§ **Instructions to follow**:
Format everything from the start of the listing down to and including the line containing "(1043, 333)" as a Markdown table. Use the columns n and Line, number each row, and leave out blank lines.

§ **Supplied records**:

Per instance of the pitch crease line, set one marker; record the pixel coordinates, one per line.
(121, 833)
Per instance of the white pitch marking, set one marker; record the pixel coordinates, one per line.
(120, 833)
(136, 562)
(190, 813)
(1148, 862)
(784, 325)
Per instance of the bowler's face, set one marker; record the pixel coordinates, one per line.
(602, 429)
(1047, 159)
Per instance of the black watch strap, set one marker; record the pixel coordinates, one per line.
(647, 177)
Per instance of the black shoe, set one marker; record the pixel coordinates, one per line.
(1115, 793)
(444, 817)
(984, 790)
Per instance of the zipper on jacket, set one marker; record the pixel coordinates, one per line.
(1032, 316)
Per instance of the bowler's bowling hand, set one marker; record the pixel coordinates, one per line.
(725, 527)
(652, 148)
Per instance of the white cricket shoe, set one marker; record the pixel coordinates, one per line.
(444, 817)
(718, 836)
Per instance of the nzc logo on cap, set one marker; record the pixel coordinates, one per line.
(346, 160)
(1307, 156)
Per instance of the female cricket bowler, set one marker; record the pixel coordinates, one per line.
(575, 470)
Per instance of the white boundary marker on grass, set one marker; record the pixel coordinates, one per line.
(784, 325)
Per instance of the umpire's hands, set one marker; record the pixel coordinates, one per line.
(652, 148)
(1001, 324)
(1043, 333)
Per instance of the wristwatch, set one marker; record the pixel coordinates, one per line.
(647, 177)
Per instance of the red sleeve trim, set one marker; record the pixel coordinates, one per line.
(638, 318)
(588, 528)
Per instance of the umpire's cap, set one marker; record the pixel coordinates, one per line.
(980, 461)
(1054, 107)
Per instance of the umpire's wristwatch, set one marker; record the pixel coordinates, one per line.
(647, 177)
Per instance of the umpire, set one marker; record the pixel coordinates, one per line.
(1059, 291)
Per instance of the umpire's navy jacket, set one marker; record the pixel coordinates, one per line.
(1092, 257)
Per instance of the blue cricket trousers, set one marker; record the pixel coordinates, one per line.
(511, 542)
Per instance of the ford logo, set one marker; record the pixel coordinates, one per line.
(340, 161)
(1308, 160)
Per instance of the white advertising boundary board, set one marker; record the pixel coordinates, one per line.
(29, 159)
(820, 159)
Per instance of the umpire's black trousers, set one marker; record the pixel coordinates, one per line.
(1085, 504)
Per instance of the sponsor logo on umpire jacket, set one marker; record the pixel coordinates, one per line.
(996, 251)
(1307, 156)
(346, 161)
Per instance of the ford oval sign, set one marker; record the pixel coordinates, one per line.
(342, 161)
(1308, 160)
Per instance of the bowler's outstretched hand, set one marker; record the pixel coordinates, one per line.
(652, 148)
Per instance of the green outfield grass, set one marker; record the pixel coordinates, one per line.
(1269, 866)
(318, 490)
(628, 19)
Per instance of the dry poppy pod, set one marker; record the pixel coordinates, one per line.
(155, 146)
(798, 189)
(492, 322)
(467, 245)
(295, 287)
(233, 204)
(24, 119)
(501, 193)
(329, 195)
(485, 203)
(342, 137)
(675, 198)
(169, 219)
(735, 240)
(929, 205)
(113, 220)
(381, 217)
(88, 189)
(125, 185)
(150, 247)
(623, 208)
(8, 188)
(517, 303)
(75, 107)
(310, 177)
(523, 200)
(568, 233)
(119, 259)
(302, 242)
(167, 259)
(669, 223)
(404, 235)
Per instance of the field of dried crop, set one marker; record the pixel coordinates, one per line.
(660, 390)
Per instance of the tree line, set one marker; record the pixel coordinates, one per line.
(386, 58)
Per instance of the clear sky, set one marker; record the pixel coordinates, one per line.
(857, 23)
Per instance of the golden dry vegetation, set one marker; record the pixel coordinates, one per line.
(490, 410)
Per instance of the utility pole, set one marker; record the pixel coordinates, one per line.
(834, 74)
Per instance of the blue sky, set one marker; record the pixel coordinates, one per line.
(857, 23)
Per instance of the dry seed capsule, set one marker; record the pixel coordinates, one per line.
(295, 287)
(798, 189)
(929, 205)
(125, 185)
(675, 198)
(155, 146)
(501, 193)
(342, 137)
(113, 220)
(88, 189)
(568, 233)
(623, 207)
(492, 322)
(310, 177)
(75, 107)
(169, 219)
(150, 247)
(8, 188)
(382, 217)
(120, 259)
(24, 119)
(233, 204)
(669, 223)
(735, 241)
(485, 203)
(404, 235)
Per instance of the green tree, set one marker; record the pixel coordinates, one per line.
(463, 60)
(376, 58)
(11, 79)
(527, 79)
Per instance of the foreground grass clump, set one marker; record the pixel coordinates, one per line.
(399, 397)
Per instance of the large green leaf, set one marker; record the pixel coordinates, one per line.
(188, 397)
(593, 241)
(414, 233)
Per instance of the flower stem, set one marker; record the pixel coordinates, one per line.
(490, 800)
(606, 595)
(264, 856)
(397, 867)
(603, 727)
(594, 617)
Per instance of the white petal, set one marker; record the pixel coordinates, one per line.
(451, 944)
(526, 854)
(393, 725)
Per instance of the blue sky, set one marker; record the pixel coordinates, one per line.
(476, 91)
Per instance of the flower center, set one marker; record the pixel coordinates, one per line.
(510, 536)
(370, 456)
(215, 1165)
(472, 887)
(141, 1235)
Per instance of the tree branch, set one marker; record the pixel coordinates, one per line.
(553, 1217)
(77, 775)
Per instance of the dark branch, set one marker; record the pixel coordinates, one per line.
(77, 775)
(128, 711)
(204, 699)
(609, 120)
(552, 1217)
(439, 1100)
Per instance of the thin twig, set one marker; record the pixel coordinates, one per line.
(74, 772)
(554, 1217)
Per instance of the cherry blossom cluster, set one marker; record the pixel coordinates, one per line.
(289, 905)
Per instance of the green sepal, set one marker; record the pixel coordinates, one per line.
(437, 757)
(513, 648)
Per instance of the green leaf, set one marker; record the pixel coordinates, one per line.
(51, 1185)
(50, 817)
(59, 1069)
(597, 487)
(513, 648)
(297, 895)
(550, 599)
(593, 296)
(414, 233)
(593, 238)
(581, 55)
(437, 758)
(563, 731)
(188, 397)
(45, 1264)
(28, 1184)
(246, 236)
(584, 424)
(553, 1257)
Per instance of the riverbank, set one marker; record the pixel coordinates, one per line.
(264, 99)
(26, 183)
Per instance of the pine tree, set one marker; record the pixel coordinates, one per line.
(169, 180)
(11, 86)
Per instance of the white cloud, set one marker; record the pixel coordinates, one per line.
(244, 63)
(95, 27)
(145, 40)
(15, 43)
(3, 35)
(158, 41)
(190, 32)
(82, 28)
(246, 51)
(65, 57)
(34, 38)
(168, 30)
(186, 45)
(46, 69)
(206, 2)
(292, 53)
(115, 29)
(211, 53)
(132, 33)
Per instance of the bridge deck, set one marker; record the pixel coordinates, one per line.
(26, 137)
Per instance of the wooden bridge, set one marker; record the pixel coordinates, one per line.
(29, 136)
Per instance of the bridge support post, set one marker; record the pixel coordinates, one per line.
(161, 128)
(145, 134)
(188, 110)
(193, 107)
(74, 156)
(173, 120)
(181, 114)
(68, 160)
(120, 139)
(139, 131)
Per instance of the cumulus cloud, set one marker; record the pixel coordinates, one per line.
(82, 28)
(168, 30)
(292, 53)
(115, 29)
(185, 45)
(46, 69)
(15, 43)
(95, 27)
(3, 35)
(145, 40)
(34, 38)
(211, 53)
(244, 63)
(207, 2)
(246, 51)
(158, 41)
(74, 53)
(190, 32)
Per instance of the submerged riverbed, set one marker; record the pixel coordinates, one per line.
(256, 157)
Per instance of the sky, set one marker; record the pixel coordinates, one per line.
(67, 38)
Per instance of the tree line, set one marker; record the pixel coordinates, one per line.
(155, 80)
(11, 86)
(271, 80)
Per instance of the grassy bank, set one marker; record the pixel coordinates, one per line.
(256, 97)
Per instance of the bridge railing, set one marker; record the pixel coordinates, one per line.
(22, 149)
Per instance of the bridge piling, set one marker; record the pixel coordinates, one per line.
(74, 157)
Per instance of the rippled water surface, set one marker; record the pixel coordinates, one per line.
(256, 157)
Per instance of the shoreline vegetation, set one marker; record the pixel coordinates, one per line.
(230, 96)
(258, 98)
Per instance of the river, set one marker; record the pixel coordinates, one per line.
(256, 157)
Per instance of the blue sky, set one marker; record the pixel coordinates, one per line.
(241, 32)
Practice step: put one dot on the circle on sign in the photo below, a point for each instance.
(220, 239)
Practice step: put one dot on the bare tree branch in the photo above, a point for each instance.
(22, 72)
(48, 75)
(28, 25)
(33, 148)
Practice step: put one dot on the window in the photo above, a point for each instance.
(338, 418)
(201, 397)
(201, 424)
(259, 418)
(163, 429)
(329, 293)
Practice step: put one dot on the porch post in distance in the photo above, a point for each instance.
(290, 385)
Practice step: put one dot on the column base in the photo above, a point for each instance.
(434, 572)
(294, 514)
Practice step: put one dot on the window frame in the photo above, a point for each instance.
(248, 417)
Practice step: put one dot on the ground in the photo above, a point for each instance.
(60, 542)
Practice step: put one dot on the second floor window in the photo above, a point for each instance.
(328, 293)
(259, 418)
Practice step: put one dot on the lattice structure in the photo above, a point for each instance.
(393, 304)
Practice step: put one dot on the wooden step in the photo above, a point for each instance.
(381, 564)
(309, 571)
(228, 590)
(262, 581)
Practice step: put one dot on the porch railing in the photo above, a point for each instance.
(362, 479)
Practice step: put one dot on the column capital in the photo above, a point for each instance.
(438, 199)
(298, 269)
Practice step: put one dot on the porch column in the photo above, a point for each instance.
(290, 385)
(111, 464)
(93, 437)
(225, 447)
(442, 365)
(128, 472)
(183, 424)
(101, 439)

§ **The output**:
| n | Line |
|---|---|
| 1 | Per instance of the pitch crease line, set one marker; record the pixel coordinates, one per line. |
| 2 | (121, 833) |
| 3 | Per instance of the white pitch marking, set one marker; record the pixel coordinates, one per line. |
| 4 | (120, 833) |
| 5 | (136, 562) |
| 6 | (190, 813) |
| 7 | (1148, 862) |
| 8 | (784, 325) |
| 9 | Per instance of the bowler's face, set one marker; record the pixel coordinates, one per line. |
| 10 | (602, 429) |
| 11 | (1047, 159) |
| 12 | Per instance of the black watch strap, set one marker; record the pixel coordinates, one per line. |
| 13 | (647, 177) |
| 14 | Per instance of the black shoe, set one marker; record the pixel coordinates, one per line. |
| 15 | (1115, 793) |
| 16 | (444, 817) |
| 17 | (984, 790) |
| 18 | Per instance of the zipper on jacket, set one marker; record the pixel coordinates, one per line. |
| 19 | (1032, 316) |
| 20 | Per instance of the bowler's bowling hand, set one marker; record the pixel coordinates, one per line. |
| 21 | (725, 527) |
| 22 | (652, 148) |
| 23 | Per instance of the white cricket shoe, set one marker; record the pixel coordinates, one per line. |
| 24 | (444, 817) |
| 25 | (718, 836) |
| 26 | Per instance of the nzc logo on cap, set one marker; record the pixel coordinates, one per line. |
| 27 | (346, 160) |
| 28 | (1307, 156) |
| 29 | Per instance of the female cricket bowler, set one marker; record the pixel coordinates, one per line. |
| 30 | (575, 470) |
| 31 | Per instance of the white boundary marker on grass, set one marker; record the pixel coordinates, one per line. |
| 32 | (784, 325) |
| 33 | Per instance of the umpire's hands, set one marker; record the pixel coordinates, one per line. |
| 34 | (652, 148) |
| 35 | (1001, 324) |
| 36 | (1043, 333) |